**GIVEN PASSAGE**:
# Dragon 167 art question



## GuJiaXian (Apr 29, 2009)

Yes, I said Dragon 167, from March 1991. Page 9 is a full-page illustration with the words "The wilderness awaits you..." There's no artist credit, and the "signature" on the image seems to be a very stylized JAA, though I might be completely off on that. The art is dated 1989.

So, anyone have any idea who painted this piece? I'd appreciate any help at all. Thanks!


----------



## Henry (Apr 29, 2009)

Could it be "JH", Jim Holloway? I see some art credits for interior art to him on his web page, but that's just a stab in the dark without being home near my Dragon Archive.


----------



## GuJiaXian (Apr 29, 2009)

It might be him. I e-mailed the guy that runs his webpage to verify. Thanks!


----------



## GuJiaXian (Apr 30, 2009)

So, while I'm waiting for a reply from Jim Holloway's webmaster, does anyone else have any ideas? Can anyone confirm that it is Jim Holloway?


----------



## RangerWickett (Apr 30, 2009)

I originally misread the title, and tried to find an online gallery for the new issues of Dragon. Man howdy, why in the heck isn't WotC using this art for its books?!

Dragon 372 Galleries


----------



## GuJiaXian (Apr 30, 2009)

Well, it seems that Jim Holloway always signs his pieces with his full last name, so this piece isn't his. So, here's a quick preview of the image in question, on the off chance someone recognizes the style or the signature.

Mods, if this is breaking copyright law or something, please feel free to remove the image.


----------



## avin (Apr 30, 2009)

Nope. While not my kind of art it's very evocative.


----------

**STATED GOAL**: In the forum thread about identifying the Dragon 167 artist, copy everything from "## RangerWickett (Apr" down to "or the signature.", keeping every word unchanged. The material that comes next has no connection to the forum thread about the Dragon 167 artwork.

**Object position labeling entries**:
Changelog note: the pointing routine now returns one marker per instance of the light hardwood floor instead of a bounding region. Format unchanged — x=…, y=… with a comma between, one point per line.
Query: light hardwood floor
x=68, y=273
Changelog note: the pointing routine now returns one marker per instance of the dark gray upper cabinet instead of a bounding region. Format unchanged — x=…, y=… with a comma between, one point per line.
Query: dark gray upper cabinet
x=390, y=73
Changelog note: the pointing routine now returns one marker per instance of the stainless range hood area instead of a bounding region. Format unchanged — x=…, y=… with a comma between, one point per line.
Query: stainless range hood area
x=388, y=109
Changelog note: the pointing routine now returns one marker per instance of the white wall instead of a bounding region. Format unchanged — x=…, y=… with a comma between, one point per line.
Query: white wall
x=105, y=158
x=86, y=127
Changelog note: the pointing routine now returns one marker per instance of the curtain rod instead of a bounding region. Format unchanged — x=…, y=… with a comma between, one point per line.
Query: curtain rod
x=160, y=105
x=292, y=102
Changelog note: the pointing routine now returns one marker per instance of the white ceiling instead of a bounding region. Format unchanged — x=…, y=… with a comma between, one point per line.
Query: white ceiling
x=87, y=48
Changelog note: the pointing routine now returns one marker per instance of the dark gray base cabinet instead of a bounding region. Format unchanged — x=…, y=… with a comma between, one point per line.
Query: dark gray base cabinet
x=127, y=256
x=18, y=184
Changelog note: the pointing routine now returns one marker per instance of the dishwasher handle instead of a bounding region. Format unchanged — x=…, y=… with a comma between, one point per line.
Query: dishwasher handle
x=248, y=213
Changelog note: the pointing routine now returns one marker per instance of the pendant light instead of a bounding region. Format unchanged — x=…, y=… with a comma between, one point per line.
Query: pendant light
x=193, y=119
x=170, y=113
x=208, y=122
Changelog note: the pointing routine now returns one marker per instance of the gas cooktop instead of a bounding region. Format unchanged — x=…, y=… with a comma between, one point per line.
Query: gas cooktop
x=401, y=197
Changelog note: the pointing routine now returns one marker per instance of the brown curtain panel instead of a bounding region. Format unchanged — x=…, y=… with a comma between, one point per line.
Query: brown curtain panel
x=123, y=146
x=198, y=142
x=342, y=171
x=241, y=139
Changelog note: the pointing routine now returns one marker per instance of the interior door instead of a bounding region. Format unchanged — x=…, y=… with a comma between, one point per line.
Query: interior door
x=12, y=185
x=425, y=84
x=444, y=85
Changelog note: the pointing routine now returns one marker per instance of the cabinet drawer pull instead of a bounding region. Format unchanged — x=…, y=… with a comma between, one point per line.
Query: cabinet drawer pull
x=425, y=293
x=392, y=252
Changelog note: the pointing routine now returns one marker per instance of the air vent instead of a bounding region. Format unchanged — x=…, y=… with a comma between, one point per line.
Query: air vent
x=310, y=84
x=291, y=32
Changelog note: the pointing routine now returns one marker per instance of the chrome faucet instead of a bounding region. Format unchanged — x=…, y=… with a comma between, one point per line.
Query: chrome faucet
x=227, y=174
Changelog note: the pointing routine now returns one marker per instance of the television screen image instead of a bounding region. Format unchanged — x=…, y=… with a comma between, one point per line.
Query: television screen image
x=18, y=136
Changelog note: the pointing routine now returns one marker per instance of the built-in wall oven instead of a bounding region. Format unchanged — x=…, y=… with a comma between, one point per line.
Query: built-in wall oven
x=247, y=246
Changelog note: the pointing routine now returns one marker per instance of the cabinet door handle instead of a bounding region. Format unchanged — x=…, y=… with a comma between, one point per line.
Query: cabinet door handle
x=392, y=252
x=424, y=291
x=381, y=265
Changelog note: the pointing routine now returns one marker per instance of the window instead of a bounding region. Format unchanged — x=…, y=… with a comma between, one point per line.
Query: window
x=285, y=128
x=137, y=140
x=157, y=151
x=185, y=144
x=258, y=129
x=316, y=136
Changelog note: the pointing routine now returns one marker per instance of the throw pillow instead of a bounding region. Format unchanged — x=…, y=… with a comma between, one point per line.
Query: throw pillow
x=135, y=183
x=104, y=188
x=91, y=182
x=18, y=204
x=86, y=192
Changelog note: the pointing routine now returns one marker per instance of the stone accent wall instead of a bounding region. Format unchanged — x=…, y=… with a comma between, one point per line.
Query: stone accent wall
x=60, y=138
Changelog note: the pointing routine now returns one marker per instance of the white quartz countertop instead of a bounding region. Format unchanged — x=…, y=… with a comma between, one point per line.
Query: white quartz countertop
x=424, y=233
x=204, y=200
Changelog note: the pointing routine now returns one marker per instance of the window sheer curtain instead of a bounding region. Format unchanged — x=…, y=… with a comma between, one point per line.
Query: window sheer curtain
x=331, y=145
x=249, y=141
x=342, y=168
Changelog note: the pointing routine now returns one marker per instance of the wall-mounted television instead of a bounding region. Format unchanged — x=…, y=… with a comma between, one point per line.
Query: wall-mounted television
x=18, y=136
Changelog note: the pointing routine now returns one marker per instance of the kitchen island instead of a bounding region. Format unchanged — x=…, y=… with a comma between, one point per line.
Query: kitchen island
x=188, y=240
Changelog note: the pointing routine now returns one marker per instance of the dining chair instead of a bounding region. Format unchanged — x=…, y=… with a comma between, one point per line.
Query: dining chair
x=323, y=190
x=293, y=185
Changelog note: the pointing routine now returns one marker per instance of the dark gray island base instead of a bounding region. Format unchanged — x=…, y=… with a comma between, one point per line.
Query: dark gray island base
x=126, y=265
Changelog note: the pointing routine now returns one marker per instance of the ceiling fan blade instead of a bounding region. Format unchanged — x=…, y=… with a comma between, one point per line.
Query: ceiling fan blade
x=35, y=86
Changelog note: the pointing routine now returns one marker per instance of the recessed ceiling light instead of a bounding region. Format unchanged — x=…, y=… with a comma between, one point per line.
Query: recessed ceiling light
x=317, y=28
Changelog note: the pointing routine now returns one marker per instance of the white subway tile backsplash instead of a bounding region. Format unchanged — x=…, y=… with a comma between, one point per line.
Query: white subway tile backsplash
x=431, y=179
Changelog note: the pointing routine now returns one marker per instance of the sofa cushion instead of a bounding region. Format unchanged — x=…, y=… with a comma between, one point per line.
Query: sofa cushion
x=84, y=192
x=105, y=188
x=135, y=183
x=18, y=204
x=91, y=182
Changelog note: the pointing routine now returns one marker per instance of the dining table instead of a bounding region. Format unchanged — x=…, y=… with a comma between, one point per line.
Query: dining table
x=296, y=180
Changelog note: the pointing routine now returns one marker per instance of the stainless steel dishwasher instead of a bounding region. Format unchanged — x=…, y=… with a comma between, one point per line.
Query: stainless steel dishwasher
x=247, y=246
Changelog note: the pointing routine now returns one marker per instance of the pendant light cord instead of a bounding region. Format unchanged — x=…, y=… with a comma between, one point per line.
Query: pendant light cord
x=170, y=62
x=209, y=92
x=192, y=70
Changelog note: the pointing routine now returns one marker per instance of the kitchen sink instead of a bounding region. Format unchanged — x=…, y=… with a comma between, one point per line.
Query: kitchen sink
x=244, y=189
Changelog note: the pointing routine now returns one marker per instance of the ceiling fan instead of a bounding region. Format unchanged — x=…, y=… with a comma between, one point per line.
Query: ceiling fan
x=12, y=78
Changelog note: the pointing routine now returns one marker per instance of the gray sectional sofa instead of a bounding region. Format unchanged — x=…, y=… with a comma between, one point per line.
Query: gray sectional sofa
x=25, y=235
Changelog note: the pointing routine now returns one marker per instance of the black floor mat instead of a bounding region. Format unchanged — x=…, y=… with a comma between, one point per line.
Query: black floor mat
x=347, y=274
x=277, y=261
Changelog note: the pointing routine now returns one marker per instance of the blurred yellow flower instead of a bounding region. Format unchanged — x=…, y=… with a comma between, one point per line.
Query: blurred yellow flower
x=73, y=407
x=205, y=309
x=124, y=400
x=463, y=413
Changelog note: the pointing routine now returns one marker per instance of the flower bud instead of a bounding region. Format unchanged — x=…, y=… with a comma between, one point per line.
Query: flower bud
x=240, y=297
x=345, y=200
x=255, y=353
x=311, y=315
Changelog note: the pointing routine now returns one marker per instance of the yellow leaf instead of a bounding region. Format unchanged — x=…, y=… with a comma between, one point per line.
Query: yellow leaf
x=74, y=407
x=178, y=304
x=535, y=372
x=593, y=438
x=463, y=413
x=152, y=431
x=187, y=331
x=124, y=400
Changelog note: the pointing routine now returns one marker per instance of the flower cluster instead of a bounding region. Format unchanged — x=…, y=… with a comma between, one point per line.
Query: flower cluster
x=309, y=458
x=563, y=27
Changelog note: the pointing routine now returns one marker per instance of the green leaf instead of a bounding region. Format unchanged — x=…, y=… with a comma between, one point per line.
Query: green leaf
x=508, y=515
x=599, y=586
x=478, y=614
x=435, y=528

**EXERCISE ANSWER**:
## RangerWickett (Apr 30, 2009)

I originally misread the title, and tried to find an online gallery for the new issues of Dragon. Man howdy, why in the heck isn't WotC using this art for its books?!

Dragon 372 Galleries


----------



## GuJiaXian (Apr 30, 2009)

Well, it seems that Jim Holloway always signs his pieces with his full last name, so this piece isn't his. So, here's a quick preview of the image in question, on the off chance someone recognizes the style or the signature.